*** Opening Stored data ***

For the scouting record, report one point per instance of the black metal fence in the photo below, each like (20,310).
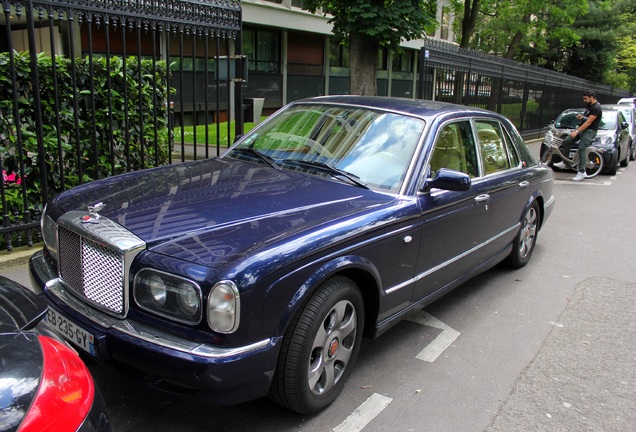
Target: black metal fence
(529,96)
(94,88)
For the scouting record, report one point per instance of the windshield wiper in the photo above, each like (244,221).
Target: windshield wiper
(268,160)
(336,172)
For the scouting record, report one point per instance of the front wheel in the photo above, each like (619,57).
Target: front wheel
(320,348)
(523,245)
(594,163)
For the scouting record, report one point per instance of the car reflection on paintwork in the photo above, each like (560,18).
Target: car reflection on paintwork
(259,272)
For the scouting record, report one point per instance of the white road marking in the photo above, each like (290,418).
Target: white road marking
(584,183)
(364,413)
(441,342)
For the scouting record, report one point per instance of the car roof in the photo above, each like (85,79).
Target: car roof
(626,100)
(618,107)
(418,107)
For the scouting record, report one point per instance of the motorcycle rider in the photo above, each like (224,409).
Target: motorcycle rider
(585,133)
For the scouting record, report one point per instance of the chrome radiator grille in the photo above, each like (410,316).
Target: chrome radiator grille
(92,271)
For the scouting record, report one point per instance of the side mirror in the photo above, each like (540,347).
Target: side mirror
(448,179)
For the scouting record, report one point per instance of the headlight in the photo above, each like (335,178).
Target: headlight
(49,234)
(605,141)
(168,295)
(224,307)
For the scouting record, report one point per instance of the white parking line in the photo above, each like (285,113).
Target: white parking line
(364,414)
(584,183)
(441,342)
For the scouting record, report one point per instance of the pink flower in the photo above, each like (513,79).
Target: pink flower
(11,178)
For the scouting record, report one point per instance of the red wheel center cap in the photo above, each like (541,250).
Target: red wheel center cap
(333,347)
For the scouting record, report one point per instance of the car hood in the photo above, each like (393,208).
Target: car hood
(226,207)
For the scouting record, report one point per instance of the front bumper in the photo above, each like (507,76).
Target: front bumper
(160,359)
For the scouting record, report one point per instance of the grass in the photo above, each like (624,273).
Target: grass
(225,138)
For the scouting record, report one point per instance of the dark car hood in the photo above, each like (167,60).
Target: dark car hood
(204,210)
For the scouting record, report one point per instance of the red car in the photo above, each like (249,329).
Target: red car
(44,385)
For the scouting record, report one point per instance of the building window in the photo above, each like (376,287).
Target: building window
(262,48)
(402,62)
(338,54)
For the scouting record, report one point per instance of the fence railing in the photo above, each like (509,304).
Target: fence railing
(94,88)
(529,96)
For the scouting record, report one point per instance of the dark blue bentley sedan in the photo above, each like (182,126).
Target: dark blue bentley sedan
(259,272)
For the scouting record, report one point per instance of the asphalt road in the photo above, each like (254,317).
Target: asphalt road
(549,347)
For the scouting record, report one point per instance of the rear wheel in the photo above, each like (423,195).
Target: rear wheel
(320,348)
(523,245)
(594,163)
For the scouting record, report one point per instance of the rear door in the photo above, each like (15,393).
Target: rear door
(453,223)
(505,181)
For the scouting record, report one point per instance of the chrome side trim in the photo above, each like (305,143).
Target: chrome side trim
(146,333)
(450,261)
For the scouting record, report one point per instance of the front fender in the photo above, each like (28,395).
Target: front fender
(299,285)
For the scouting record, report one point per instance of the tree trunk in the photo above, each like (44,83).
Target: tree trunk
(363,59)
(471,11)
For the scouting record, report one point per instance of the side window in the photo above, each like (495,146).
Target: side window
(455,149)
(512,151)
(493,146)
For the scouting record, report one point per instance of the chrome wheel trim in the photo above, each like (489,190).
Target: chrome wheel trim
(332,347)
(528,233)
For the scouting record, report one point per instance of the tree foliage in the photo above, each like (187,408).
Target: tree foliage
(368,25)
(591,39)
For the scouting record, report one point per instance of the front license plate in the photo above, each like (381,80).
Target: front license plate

*** Closing Stored data ***

| Work to complete |
Only lines containing the string "license" are needed. Pull each of them out of the records above.

| Response |
For the scouting record, report one point per instance of the front license plate in the photo above, each like (381,80).
Target: front license plate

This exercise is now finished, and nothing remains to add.